+++ Text block
3. A recent study by Colorado Creative Industries and Colorado State University finds that, during the first few months of the pandemic, Colorado’s creative industries lost an estimated 59,588 jobs and $2.6 billion in sales revenue between April and July 2020 due to the COVID-19 crisis. This four-month period of estimated losses will contract the region’s creative economy by 31% in terms of employment and 8% in annual sales revenue.  Is getting creative workers back to work a priority?  What is the role of arts and creative industries in your plans for the economic platform? 

My economic platform prioritizes public health to reopen the economy, and the arts and culture sector is a vital piece of that economy. As these sobering statistics illustrate, creative industry workers have been some of the hardest hit in the pandemic, with the devastating closure of performing arts and live music venues and the drastic curtailing of access to institutions like museums and galleries. Indeed restaurants are a vital part of our culture that is near and dear to me, and this sector also has been gutted.  As such, I am keenly aware of the need to safely reopen our economy and support those sectors that have been hit the hardest. My economic platform includes support for small business, support for local governments (which in turn are vital supporters of the arts and culture sector), and the emergency relief and rebuilding funds that will be vital to rebuilding our economy.
++++++
### List of tasks
(1) According to the Colorado creative economy text, how many jobs did Colorado's creative industries lose between April and July 2020?
(2) Write the next few sentences of the Colorado creative economy text, starting after its final sentence.
The items are separate material and unrelated to the Colorado creative economy text.
+++ Extracted material
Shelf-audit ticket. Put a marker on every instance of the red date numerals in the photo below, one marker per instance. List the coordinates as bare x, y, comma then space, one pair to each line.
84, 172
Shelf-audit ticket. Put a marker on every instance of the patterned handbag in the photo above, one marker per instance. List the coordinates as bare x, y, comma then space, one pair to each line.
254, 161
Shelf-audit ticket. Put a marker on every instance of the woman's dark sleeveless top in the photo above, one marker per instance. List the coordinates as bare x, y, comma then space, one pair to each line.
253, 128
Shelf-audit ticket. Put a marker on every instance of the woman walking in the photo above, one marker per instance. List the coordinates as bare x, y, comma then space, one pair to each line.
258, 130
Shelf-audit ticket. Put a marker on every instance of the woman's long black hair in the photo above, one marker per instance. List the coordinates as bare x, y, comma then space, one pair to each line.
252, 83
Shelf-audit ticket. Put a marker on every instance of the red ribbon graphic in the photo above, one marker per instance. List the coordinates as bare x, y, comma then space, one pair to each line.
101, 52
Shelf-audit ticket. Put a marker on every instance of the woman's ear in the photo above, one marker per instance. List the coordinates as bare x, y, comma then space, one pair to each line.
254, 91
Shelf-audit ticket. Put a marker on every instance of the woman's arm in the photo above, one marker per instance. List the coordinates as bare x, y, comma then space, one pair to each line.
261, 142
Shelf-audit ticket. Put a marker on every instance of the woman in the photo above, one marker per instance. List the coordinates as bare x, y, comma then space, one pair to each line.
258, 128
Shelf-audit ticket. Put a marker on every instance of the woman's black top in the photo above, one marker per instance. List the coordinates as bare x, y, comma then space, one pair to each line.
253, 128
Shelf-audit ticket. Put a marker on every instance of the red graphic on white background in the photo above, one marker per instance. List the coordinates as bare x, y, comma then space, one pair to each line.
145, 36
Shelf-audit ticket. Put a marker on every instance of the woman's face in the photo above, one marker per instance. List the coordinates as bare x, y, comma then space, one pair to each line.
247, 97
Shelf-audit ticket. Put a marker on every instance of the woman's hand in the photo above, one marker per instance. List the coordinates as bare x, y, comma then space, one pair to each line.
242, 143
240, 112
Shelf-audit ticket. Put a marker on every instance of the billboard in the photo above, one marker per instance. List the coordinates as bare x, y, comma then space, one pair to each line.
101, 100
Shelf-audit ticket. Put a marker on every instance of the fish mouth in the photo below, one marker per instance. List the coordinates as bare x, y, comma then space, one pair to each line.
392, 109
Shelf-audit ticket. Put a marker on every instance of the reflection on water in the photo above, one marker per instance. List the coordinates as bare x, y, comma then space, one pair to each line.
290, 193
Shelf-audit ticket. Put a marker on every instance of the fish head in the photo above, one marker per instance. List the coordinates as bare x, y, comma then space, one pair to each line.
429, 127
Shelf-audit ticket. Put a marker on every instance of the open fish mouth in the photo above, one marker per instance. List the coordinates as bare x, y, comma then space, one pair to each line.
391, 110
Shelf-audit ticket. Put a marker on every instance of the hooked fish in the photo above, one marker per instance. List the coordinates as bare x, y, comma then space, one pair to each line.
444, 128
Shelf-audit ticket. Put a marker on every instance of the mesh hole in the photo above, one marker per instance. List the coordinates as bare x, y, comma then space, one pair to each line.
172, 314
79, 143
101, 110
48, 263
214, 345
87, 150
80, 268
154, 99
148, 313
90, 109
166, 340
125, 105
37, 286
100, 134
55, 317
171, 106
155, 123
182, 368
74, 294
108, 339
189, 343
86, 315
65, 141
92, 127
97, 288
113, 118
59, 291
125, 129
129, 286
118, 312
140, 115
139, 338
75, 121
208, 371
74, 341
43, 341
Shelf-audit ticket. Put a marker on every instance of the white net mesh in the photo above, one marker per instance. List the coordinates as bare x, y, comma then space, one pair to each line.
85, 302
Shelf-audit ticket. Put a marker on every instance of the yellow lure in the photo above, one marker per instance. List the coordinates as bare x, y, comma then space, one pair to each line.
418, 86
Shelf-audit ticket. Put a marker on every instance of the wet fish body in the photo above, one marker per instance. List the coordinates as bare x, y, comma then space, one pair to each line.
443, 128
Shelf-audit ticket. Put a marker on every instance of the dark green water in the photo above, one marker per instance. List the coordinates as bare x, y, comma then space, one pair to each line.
++++++
### Task-by-task results
(1) An estimated 59,588 jobs.

(2)
Most artists are small business people and many need support to recover from this devastating pandemic. Many venues are small businesses that will disappear unless they receive assistance to reopen. Local government programs like those we built in Denver when I was Mayor and in Colorado when I served as Governor (such as Create Denver and the Creative District program) provide vital support for creative workers, but funding for these essential programs has been decimated by the pandemic. As Senator, getting creative workers back on their feet will be a priority, and I always will value the job of an artist or other creative just as highly as any other worker.

4. Equity and racial justice are critical conversations in the arts community of Colorado.  What is your position on the changes needed to address systemic racism?  Do you see a role for arts nonprofits, artists, and creative leaders in this work?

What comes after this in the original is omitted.